TASK ITEM
At the line that holds "of the shaggy", start repeating, and keep going exactly through the final line of the material; include both ends and skip the pictures.

DATASET ENTRIES
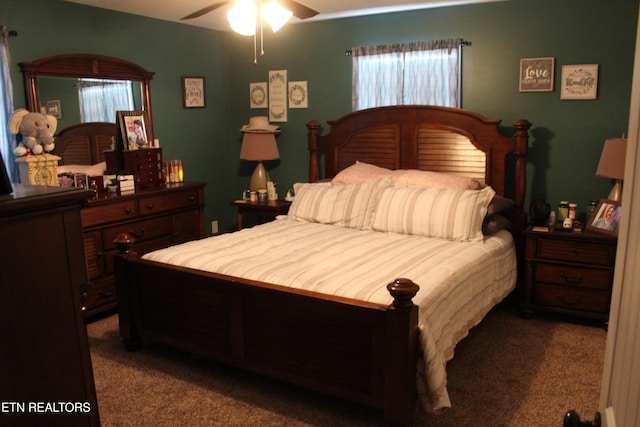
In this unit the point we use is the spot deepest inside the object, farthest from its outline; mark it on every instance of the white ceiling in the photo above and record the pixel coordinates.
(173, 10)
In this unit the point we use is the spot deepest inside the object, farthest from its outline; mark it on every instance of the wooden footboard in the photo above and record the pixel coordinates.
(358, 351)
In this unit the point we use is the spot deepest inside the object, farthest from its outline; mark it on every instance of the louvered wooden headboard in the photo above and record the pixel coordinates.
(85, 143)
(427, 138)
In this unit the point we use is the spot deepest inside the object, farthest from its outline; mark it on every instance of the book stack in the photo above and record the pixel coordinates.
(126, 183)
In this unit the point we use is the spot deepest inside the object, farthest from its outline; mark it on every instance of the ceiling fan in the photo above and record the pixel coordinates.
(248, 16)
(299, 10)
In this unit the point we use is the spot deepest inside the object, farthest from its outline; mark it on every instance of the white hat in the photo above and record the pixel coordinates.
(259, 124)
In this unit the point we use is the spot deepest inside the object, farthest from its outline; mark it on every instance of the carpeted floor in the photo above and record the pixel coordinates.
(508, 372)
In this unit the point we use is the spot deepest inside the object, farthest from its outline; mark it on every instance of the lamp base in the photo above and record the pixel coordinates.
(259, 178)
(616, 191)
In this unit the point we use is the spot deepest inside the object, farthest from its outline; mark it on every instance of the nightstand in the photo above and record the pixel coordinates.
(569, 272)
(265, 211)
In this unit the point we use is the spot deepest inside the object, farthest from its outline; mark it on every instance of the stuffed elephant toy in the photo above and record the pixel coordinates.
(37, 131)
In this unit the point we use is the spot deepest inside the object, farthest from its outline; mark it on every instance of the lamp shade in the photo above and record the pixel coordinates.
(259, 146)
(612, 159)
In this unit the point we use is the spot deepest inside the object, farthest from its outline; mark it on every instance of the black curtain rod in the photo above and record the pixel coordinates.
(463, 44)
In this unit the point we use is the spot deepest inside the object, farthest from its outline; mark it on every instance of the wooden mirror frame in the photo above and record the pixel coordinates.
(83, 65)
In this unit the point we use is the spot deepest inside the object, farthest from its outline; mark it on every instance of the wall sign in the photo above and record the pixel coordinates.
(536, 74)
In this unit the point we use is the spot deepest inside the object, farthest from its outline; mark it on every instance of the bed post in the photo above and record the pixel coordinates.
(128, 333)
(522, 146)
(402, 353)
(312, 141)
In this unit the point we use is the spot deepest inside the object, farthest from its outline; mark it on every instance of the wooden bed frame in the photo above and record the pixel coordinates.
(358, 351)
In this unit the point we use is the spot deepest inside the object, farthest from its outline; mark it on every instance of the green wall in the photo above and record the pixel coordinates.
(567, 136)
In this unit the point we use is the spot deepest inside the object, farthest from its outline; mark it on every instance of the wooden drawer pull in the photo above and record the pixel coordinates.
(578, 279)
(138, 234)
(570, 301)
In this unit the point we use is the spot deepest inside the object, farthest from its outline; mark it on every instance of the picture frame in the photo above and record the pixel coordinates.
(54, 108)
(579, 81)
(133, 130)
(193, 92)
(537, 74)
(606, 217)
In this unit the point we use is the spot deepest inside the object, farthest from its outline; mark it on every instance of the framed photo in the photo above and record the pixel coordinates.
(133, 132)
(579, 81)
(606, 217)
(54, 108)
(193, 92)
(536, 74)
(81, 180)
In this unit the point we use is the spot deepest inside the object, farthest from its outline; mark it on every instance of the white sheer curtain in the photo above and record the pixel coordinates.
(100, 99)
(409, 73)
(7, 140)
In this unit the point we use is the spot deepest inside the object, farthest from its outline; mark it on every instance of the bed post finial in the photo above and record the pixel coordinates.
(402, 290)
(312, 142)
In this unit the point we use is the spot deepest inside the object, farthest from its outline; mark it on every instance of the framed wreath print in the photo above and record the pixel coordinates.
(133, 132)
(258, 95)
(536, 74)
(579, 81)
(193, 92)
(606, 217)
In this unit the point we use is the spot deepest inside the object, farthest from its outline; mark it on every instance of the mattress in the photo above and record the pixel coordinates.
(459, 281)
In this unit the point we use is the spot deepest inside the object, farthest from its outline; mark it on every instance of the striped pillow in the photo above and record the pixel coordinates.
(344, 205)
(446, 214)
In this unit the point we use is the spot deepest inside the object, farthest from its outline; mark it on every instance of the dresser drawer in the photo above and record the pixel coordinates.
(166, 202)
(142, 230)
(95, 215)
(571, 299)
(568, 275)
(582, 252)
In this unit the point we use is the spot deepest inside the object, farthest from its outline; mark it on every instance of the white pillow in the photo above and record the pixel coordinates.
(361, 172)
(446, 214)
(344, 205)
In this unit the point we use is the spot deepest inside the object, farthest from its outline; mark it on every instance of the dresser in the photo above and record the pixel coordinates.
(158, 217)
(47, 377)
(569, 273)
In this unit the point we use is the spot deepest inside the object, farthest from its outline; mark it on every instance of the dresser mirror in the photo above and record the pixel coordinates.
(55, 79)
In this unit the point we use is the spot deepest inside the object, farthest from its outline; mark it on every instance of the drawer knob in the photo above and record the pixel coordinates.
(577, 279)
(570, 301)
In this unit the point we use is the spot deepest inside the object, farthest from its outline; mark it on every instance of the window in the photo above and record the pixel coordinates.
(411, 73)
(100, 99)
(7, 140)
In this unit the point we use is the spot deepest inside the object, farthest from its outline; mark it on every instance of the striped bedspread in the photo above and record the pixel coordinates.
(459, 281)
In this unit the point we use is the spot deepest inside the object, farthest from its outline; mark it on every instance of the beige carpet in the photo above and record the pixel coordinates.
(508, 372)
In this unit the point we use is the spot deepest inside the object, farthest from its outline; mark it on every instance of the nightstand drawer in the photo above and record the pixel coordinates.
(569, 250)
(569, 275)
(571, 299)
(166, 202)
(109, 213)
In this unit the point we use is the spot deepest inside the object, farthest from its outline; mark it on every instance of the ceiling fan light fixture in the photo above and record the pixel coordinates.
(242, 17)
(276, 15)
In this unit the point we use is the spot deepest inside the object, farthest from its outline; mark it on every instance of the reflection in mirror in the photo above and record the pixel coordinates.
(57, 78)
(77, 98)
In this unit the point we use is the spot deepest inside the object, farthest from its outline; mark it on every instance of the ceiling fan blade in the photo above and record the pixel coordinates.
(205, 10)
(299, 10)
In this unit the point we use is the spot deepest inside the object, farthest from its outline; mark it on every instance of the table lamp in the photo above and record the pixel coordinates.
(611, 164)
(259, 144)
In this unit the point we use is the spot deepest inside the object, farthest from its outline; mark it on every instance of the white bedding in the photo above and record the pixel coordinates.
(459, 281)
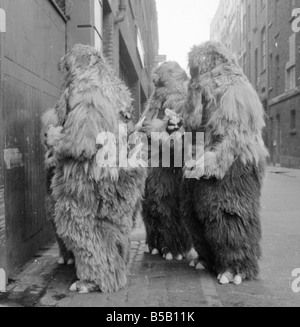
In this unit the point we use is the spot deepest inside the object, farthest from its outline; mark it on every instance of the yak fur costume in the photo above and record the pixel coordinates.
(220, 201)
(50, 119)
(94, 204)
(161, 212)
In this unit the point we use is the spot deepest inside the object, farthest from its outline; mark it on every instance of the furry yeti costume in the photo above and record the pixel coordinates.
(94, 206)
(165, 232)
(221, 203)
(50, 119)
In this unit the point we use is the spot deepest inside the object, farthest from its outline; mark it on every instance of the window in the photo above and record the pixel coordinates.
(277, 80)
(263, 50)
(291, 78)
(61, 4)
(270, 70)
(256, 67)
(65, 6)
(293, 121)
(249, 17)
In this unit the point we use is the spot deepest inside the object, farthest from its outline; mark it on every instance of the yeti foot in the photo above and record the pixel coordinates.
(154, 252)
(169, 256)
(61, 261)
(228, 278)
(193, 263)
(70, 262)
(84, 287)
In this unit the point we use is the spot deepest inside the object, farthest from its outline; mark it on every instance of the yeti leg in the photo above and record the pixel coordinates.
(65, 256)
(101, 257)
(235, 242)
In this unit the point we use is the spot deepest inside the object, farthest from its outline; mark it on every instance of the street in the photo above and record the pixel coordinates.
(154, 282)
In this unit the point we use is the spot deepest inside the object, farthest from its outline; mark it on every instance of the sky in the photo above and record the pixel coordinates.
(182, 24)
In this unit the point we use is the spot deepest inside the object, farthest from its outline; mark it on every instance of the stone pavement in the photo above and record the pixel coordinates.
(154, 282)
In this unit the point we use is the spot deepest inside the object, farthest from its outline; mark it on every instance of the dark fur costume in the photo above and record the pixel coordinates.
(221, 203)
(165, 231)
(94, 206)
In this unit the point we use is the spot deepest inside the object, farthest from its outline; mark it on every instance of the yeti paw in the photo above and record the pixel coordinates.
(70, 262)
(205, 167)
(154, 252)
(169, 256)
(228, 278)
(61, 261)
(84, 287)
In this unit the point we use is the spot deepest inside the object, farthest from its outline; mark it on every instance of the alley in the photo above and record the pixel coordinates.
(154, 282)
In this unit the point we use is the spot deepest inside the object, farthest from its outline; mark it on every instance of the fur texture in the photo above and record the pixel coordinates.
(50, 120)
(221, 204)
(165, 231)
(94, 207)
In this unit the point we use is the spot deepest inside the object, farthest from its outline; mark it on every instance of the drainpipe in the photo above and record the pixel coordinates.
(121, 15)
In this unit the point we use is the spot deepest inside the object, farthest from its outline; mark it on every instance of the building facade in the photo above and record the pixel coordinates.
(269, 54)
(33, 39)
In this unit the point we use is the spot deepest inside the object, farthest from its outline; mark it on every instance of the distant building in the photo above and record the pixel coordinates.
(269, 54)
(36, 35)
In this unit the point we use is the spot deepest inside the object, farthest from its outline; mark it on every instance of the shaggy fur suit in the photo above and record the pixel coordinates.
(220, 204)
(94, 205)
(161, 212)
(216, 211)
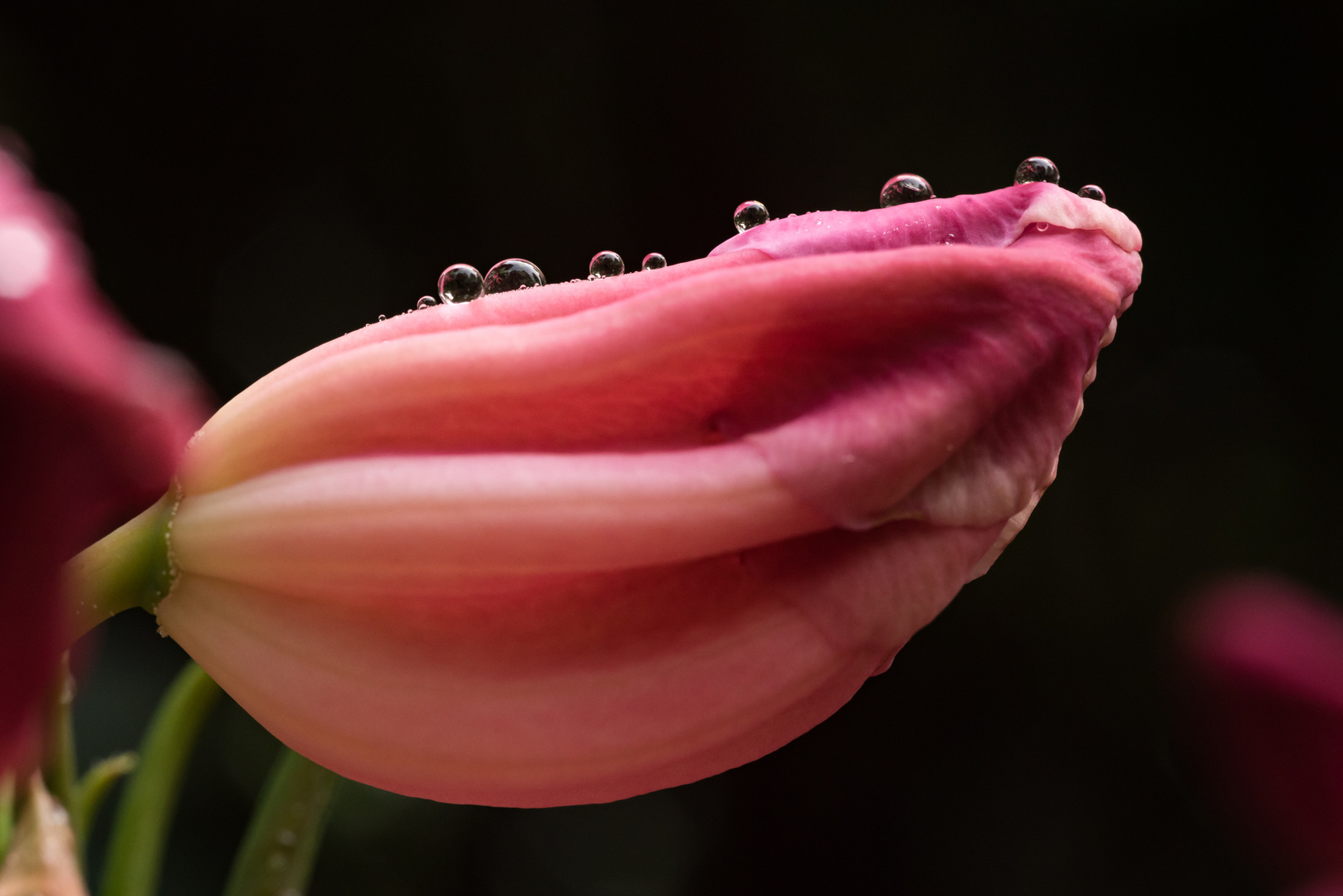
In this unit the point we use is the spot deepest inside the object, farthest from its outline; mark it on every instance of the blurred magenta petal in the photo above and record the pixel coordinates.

ANSWER FOR THIS EXERCISE
In this unit the point we use is the spot deepest inside the object, farthest from its outline; mark it on every instance of the shaggy fur suit in the photo above and record the pixel coordinates.
(220, 204)
(94, 205)
(161, 212)
(216, 211)
In this unit the point we use is the spot deepest inside the object, farthest from its outline; mark it on every instance of the blurred magenta petal in the photo above and record the pixel coordinates.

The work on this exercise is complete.